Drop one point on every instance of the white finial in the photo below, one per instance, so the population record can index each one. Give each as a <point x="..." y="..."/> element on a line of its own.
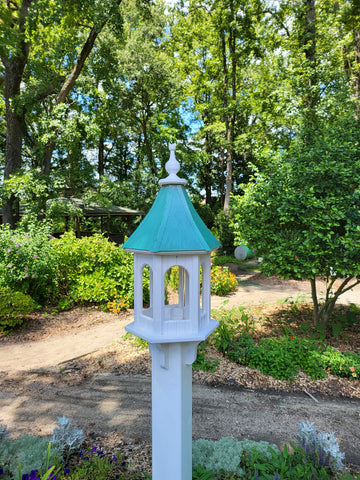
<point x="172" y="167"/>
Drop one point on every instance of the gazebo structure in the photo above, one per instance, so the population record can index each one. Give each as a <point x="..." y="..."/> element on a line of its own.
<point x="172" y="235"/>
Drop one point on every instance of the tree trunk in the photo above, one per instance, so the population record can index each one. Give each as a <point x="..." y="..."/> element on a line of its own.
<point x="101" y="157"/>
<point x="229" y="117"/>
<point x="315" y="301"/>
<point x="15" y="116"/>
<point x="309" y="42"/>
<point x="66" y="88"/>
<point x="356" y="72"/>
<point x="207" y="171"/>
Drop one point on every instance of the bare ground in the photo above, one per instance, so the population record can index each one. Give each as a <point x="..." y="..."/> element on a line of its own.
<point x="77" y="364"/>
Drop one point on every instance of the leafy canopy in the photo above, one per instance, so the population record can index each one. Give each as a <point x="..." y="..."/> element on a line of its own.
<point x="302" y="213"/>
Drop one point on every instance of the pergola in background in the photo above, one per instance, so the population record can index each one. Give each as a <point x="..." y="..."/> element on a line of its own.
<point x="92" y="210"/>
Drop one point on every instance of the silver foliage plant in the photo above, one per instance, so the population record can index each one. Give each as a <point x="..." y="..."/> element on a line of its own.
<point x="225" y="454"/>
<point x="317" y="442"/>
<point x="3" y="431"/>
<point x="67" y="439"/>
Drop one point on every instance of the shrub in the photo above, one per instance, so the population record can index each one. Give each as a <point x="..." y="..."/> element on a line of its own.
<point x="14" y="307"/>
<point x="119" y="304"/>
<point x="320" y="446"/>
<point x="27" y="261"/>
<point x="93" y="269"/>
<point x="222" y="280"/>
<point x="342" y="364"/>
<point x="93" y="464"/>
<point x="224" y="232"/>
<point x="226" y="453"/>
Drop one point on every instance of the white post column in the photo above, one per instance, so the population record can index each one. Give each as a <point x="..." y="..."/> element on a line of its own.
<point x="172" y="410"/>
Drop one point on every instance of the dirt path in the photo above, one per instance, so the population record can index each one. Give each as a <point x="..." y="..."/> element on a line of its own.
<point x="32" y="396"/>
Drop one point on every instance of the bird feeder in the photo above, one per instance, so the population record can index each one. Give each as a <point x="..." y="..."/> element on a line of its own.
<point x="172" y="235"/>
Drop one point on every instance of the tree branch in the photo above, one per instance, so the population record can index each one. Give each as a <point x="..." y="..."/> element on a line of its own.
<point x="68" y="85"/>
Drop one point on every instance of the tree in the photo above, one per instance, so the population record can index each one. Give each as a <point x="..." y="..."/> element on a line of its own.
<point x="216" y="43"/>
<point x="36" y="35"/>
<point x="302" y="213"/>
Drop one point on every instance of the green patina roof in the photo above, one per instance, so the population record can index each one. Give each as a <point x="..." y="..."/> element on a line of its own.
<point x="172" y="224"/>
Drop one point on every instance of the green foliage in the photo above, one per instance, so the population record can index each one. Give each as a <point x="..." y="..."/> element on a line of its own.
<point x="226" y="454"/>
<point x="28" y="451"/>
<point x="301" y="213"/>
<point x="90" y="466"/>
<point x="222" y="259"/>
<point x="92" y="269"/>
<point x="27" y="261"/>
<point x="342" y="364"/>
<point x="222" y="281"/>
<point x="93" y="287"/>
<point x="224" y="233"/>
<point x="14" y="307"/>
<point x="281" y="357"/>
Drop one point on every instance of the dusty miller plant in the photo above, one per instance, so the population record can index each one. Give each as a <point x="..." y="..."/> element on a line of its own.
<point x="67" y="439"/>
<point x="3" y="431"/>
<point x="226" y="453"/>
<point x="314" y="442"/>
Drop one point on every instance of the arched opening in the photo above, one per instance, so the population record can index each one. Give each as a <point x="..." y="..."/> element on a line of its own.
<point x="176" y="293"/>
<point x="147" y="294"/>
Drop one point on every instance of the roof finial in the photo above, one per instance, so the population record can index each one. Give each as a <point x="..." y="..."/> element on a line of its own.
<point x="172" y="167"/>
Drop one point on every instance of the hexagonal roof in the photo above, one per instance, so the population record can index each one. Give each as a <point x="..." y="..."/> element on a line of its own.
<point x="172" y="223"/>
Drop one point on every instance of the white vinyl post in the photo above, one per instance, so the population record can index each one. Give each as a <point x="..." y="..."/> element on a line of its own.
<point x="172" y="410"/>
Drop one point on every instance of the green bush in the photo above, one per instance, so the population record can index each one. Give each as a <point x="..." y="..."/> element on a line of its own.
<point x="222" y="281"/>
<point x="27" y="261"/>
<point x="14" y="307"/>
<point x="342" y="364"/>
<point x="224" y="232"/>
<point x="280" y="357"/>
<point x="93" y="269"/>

TO DO:
Reproduce all of the material above word for word, with every line unchanged, but leave the pictures out of your answer.

RESULT:
Drop one point on every instance of the white finial in the photo below, one per instance, so the population record can index each one. Give each as a <point x="..." y="..."/> element on a line of its own.
<point x="172" y="167"/>
Drop one point on every instance of the gazebo structure in the photo above, one per instance, so the population record can index each one. Give each as a <point x="..." y="..."/> element on a line of its own.
<point x="172" y="235"/>
Drop one point on every instance of the tree trunk in the photo above, one per instance, so the population record can index each one. Give each as a <point x="..." y="..."/> element on a line of its own.
<point x="101" y="157"/>
<point x="229" y="117"/>
<point x="315" y="301"/>
<point x="15" y="116"/>
<point x="309" y="42"/>
<point x="66" y="88"/>
<point x="356" y="72"/>
<point x="207" y="171"/>
Drop one point on every instance of the bare ground in the photo above, one per instance, so the population record can index each one. Give each as a <point x="..." y="..."/> element on a line of its own.
<point x="77" y="364"/>
Drop one point on every instance of the leafy canopy in the photo above, one per instance, so the population record can index each one. Give each as a <point x="..." y="..."/> element on a line of its own.
<point x="302" y="213"/>
Drop one point on every instance of the pergola in background in the photo above, one per instance, so the population record can index each one. Give each as a <point x="..." y="..."/> element on a line of its own.
<point x="92" y="210"/>
Drop one point on every instance of the silver foliage plant in the photo above, one per instance, so the population record can index each one. Give each as a <point x="..." y="..."/> element on a line of its own.
<point x="225" y="454"/>
<point x="317" y="442"/>
<point x="3" y="431"/>
<point x="67" y="439"/>
Drop one point on every instance of the shrub in the photo above, one per instance, so the population record can index each one. Give each as a <point x="..." y="..."/> element on a line of its own.
<point x="14" y="307"/>
<point x="119" y="304"/>
<point x="320" y="446"/>
<point x="27" y="261"/>
<point x="93" y="269"/>
<point x="222" y="280"/>
<point x="342" y="364"/>
<point x="93" y="464"/>
<point x="224" y="232"/>
<point x="226" y="453"/>
Drop one point on every instance of the white post column in the photo above, one per instance, so the population record can index each one. Give each as a <point x="..." y="..."/> element on a line of its own.
<point x="172" y="410"/>
Drop one point on every instance of the dirt path in the photo above, one per instance, so the population record can index each one. Give each as a <point x="..." y="..."/> element on a line of its own.
<point x="32" y="396"/>
Drop one point on every instance of the bird feeder in the photo above, one per instance, so the population record can index each one. Give each as a <point x="..." y="..."/> element on a line of its own.
<point x="172" y="235"/>
Drop one point on every instance of the tree branch in the photo above, one per instance, so the population record can index each one. Give each as a <point x="..." y="..."/> element on a line of its own.
<point x="68" y="85"/>
Drop one point on every instance of the tree in the photo above, one per instance, so the population record can index each one. Give each as a <point x="..." y="..."/> element on a line of its own.
<point x="216" y="43"/>
<point x="36" y="35"/>
<point x="302" y="213"/>
Drop one point on every instance of the green patina roof in the photo above, one per instance, so the population record can index each one. Give each as a <point x="..." y="..."/> element on a line of its own.
<point x="172" y="224"/>
Drop one point on every instance of the green foliage in the photo above, one per instance, so the population record can index each one. Give each as a <point x="..." y="..."/> element on a line of its own.
<point x="226" y="454"/>
<point x="28" y="451"/>
<point x="301" y="213"/>
<point x="90" y="466"/>
<point x="222" y="259"/>
<point x="92" y="269"/>
<point x="27" y="261"/>
<point x="342" y="364"/>
<point x="222" y="281"/>
<point x="93" y="287"/>
<point x="224" y="233"/>
<point x="14" y="307"/>
<point x="281" y="357"/>
Drop one point on every instance of the dusty miller plant in the photo above, one per instance, so the population record can index each one. Give each as a <point x="..." y="..."/> element on a line of its own.
<point x="67" y="439"/>
<point x="3" y="431"/>
<point x="226" y="453"/>
<point x="314" y="442"/>
Drop one point on every instance of the arched opening in the photo above, one per instance, so the population record can index each one. Give each as a <point x="..." y="..."/> element on a line of its own.
<point x="176" y="293"/>
<point x="147" y="294"/>
Drop one point on every instance of the roof finial in the photo above, one per instance, so the population record can index each one. Give each as a <point x="..." y="..."/> element on a line of its own.
<point x="172" y="167"/>
Drop one point on every instance of the hexagonal roof in the photo above, one per instance, so the population record can index each one. Give each as a <point x="..." y="..."/> element on a line of its own.
<point x="172" y="223"/>
Drop one point on every instance of the white vinyl post in the photo above, one per instance, so the population record can index each one. Give each as a <point x="..." y="..."/> element on a line of its own.
<point x="172" y="410"/>
Drop one point on every instance of the green bush in the photo above, one per instance, so the population record can index each one. Give each as a <point x="..." y="..."/> element on a line of its own.
<point x="222" y="281"/>
<point x="27" y="261"/>
<point x="14" y="307"/>
<point x="342" y="364"/>
<point x="224" y="232"/>
<point x="280" y="357"/>
<point x="93" y="269"/>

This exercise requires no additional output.